Records for processing
────────────────────

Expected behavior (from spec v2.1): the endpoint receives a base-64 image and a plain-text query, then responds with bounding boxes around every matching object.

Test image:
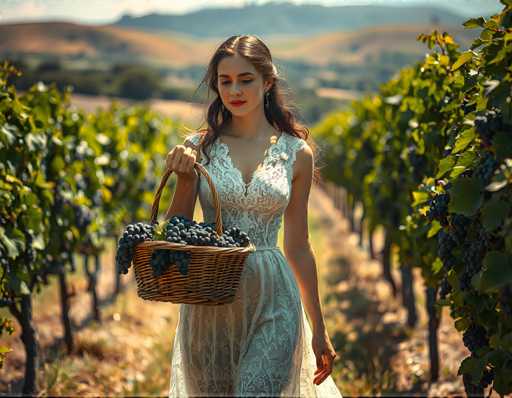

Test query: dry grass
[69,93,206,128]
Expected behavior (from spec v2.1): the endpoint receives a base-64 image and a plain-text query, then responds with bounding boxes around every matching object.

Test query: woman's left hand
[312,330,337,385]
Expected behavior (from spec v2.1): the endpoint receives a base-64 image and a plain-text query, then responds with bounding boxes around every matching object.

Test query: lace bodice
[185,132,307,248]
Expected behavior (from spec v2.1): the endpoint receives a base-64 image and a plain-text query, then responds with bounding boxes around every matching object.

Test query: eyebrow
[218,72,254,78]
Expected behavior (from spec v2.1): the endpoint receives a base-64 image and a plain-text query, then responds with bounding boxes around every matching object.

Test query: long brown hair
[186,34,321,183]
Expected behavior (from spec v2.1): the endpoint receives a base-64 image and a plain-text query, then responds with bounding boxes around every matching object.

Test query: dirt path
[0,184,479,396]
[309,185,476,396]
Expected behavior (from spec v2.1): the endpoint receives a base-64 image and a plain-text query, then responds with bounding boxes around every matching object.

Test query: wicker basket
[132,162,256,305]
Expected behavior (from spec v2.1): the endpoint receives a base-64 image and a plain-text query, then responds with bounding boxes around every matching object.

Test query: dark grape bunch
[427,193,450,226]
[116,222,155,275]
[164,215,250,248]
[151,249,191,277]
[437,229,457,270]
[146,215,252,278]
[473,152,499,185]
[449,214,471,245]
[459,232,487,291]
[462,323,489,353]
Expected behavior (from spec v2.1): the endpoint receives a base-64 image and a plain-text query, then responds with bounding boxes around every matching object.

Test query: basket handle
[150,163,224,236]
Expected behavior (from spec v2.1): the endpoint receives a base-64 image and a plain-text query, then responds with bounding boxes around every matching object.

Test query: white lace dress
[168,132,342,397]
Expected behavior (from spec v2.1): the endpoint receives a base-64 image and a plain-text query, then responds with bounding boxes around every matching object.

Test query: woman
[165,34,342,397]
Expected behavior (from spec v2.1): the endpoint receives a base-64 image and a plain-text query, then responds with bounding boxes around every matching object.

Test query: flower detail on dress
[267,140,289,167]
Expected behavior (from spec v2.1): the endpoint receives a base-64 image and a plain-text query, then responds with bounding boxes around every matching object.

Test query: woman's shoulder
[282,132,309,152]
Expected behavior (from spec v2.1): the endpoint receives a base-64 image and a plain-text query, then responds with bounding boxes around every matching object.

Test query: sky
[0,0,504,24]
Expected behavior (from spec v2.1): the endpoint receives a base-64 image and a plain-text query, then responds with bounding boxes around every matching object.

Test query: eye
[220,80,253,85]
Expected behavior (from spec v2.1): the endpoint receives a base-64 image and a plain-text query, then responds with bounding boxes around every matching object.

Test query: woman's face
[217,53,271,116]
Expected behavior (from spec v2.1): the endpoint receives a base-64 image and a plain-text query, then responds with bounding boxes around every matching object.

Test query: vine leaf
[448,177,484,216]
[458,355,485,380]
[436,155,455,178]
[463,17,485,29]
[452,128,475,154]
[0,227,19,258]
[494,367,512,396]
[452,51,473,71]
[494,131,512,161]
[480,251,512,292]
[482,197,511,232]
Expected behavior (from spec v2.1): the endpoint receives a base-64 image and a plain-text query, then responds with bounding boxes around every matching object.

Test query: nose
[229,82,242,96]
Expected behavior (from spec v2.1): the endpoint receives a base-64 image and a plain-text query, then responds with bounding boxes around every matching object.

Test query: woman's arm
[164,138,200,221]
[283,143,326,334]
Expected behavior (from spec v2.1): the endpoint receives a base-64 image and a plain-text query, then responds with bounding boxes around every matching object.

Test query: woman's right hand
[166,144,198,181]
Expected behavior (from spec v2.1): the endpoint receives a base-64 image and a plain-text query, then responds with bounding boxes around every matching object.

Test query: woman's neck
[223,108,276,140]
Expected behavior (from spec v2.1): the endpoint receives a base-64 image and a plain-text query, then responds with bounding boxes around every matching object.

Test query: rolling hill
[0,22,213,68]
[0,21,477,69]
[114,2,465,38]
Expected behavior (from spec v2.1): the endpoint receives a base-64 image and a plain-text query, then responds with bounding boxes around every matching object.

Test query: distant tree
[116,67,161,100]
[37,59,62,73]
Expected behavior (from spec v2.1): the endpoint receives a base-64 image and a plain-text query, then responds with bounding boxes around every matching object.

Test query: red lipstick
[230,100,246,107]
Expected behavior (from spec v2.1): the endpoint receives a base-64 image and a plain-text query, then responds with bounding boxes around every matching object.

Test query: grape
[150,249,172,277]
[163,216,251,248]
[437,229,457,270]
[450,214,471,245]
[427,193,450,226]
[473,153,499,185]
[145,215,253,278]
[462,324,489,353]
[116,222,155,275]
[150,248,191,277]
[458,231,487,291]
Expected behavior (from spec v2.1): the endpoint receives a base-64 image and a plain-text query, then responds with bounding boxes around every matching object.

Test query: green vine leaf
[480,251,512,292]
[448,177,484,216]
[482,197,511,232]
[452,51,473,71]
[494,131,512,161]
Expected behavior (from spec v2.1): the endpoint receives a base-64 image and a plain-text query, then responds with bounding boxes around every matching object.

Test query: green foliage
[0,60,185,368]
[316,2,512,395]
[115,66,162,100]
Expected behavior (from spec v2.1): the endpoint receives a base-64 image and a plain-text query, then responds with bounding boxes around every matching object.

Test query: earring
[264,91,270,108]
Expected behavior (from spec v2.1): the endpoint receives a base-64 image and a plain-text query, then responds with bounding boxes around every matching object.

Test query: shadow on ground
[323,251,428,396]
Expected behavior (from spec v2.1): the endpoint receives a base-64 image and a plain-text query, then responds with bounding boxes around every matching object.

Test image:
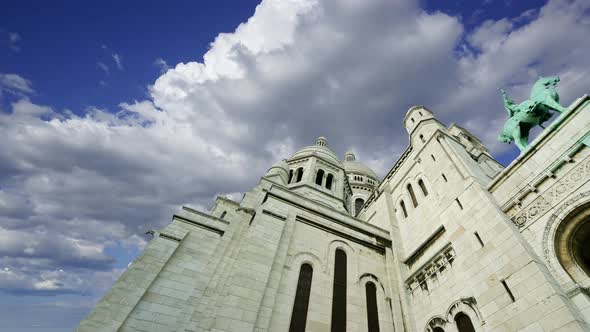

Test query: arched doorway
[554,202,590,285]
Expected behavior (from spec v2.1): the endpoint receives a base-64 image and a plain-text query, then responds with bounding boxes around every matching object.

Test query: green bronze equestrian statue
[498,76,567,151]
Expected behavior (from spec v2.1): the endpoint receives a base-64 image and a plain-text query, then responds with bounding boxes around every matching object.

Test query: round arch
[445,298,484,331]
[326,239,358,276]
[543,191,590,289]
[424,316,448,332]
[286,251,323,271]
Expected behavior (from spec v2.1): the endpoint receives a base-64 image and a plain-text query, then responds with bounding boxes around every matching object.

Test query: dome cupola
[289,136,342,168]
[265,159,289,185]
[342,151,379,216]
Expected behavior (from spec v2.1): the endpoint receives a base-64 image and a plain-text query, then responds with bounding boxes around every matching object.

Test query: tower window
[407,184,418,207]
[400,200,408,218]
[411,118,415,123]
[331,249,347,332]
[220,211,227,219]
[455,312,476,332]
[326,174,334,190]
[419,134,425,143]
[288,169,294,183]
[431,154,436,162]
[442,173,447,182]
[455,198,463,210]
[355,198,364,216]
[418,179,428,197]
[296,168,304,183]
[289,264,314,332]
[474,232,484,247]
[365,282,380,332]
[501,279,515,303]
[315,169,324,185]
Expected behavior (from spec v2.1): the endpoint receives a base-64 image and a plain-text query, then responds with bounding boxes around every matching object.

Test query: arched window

────────────────────

Your objective
Your answer must be an exact copy of the records, minus any pictures.

Solution to this exercise
Expected behavior (from spec v2.1): the endpoint receives a base-64 image and a plain-text query, then responds with bounding boxes around every matching object.

Test image:

Test query: dry grass
[69,93,206,128]
Expected behavior (from spec v2.1): the endpoint receives a base-64 image and a plain-text query, then responds with bounding boxes around every matching object.

Test query: woman's left hand
[312,330,337,385]
Expected behavior (from spec v2.1): the endpoint receives a base-64 image and a plain-text query, then responds with bounding boxes around every matching object.

Test query: lace bodice
[185,132,307,248]
Expected behavior (from spec v2.1): the endpoint receives a base-64 image and a plain-text query, then responds with bounding boxes around every matching object.

Test query: eyebrow
[218,72,254,78]
Expected behavior (from spec v2.1): the endpoint receives a base-64 image and a plain-text query, then responds with bounding boxes around every matching object.

Test query: long brown hair
[186,34,321,183]
Expected behavior (from spec v2.1): the endpoint receives a base-64 image and a plain-text query, then responds with bounding boxes around every matching object.

Test query: dirt path
[0,184,479,396]
[309,185,476,396]
Expected behavior (from spec v2.1): the endpoint receives a base-64 image and a plain-text query, then responds with bounding boxes around every matching object.

Test query: wicker basket
[132,162,256,305]
Expected behavior (from spec v2.1): the endpoint receives a base-64 image and a plain-text query, then responds with bounding boxes around every matching object.

Test query: dark grape bunch
[427,193,450,226]
[116,222,155,275]
[164,215,250,248]
[151,249,191,277]
[437,229,457,270]
[146,215,252,278]
[473,152,499,185]
[449,214,471,245]
[459,232,487,291]
[462,323,489,353]
Expected behavior (from spec v2.1): the endpoint receives a base-64 image and a plain-text query, then responds with bounding boxes around every matching object.

Test query: basket handle
[150,163,224,236]
Expected behavior (from spec v2.1): the endpoint receives a base-64 image and a plain-text query, then responds with bounding boxes around every matching object.

Test query: white lace dress
[168,132,342,397]
Expected behavior (from spec v2.1): the endpoint receives a base-64 image and a plain-text query, then responds with bounding boxes around every matching object.

Test query: woman
[165,34,342,397]
Expected behavior (from spec v2.1): the endpoint receives a base-64 image and a plain-text query, then responds with bounding boxes around every matching object.

Test query: flower detail on dress
[267,140,289,167]
Expected behavior (from spec v2.1): the endpoint receives a base-64 image and a plain-text query, then responds with bounding boxes around every matching object.

Test query: woman's shoulder
[282,132,309,152]
Expected behavior (from spec v2.1): the endpoint receives a base-64 image and a plain-text query, then responds with bounding boxes around every matching object.

Test query: sky
[0,0,504,24]
Expected behavior (from spec v2.1): the endpoint receives a base-64 image and a plain-text query, then responds with bounding boxes around every matching object.

Test query: eye
[220,80,253,85]
Expected behavior (from spec v2.1): the endpoint receives a base-64 image and a plain-text query, then responds with bounding boxes around every matching object.

Test query: woman's face
[217,53,271,116]
Expected behavior (from spec v2.1): the endpoint receives a base-64 image and a plain-text query, then responds with bounding boxes around every matching object.

Test query: vine leaf
[448,177,484,216]
[458,355,485,380]
[436,155,455,178]
[463,17,485,29]
[452,128,475,154]
[0,227,19,258]
[494,367,512,396]
[452,51,473,71]
[494,131,512,161]
[480,251,512,292]
[482,197,511,232]
Expected behavior (from spec v2.1): the endpoint receives a base-64 image and a plain-text query, then responds with bounding boxes around every matching object.

Test query: nose
[229,82,242,96]
Expected behavior (from spec v2.1): the endpoint receives a base-64 image and a plain-text query, then responds with bounding boxes around every matching object.

Test query: woman's arm
[164,138,200,221]
[283,143,326,334]
Expected behavior (from spec v2.1): the endpoint receives a base-64 image and a plain-text query, then responds with bounding boxes around every matching object.

Test query: woman's right hand
[166,144,198,181]
Expected behavior (from spec v2.1): the endpoint receives a base-64 image and a plain-text query, then responds with bounding boxes around every matching object.

Test query: woman's neck
[223,108,276,140]
Expected behavior (from spec v2.1): the endpoint receives a base-64 image and a plain-text query, then responds with bounding boxes around every matching object.

Test query: rolling hill
[0,22,213,68]
[0,21,477,69]
[114,2,465,38]
Expected behavior (from spec v2.1): the endpoint receives a base-64 image and a plain-text query, then responds with bounding boxes around every matching object.

Test query: distant tree
[116,67,161,100]
[37,59,62,73]
Expected behavior (from spec v2.1): the endpoint receives a base-64 image and a plain-text query, then responds with bounding boxes around every matching object.

Test query: red lipstick
[230,100,246,107]
Expected behavior (from spec v2.1): the endpoint receives a base-64 image and a plain-text query, then responds with bounding boxes around every matching object.

Test query: grape
[150,249,172,277]
[163,216,251,248]
[437,229,457,270]
[450,214,471,245]
[427,193,450,226]
[473,153,499,185]
[145,215,253,278]
[462,324,489,353]
[116,222,155,275]
[150,248,191,277]
[458,231,487,291]
Expected behavior (from spec v2.1): the endpoint receives a base-64 image and a plain-text query, then responds with bounding boxes around every matching object.

Test query: green vine leaf
[480,251,512,292]
[448,177,484,216]
[482,197,511,232]
[452,51,473,71]
[494,131,512,161]
Expected behavior (from spec v2.1): the endpoint receives a base-64 image and a plain-text query, then responds with bounding boxes around every matching object.

Test query: green foliage
[0,60,185,368]
[316,2,512,395]
[115,66,162,100]
Expected behavior (from spec v2.1): the endpoint receives a base-64 image and a plain-text query, then responds with bounding boxes around every matching object.

Test query: earring
[264,91,270,108]
Expected behavior (from spec v2.1): the endpoint receives a base-64 image and a plain-text query, then responds with bounding boxes around every matching object.

Test query: shadow on ground
[323,251,428,396]
Expected behavior (from spec v2.1): the endpoint receives a base-64 image and a plain-text query, then responds with bounding boxes around every matching object.

Test image:

Test query: arched doorway
[554,202,590,285]
Expected behavior (from spec v2.1): the endpoint receives a base-64 image and a plain-text query, then responds with bounding boxes around every matching object.

Test query: green bronze equestrian statue
[498,76,567,151]
Expected behavior (from spec v2.1): the endpoint receives a base-64 image and a plain-text query, then responds with bounding boxes around every matching object.

Test query: round arch
[445,298,484,331]
[326,239,358,276]
[543,191,590,289]
[424,316,448,332]
[286,251,323,271]
Expected behavior (from spec v2.1): the endpoint receives a base-64 image and a plain-text query, then responds with bounding boxes around every matching object.

Test query: dome cupola
[289,136,342,168]
[265,159,289,185]
[342,151,379,216]
Expected behavior (from spec v2.1): the endpoint receives a base-64 image and a plain-text query, then responds with bounding boxes around every matching object.

Test query: tower window
[407,184,418,207]
[400,200,408,218]
[411,118,415,123]
[331,249,347,332]
[220,211,227,219]
[455,312,476,332]
[326,174,334,190]
[419,134,425,143]
[288,169,294,183]
[431,154,436,162]
[442,173,447,182]
[455,198,463,210]
[355,198,364,216]
[418,179,428,197]
[296,168,304,183]
[289,264,314,332]
[474,232,484,247]
[365,282,380,332]
[501,279,515,303]
[315,169,324,185]
Expected behavior (from spec v2.1): the endpoint receives a base-64 image and a plain-text query, then responds with bounding boxes around every matching object.

Test query: arched window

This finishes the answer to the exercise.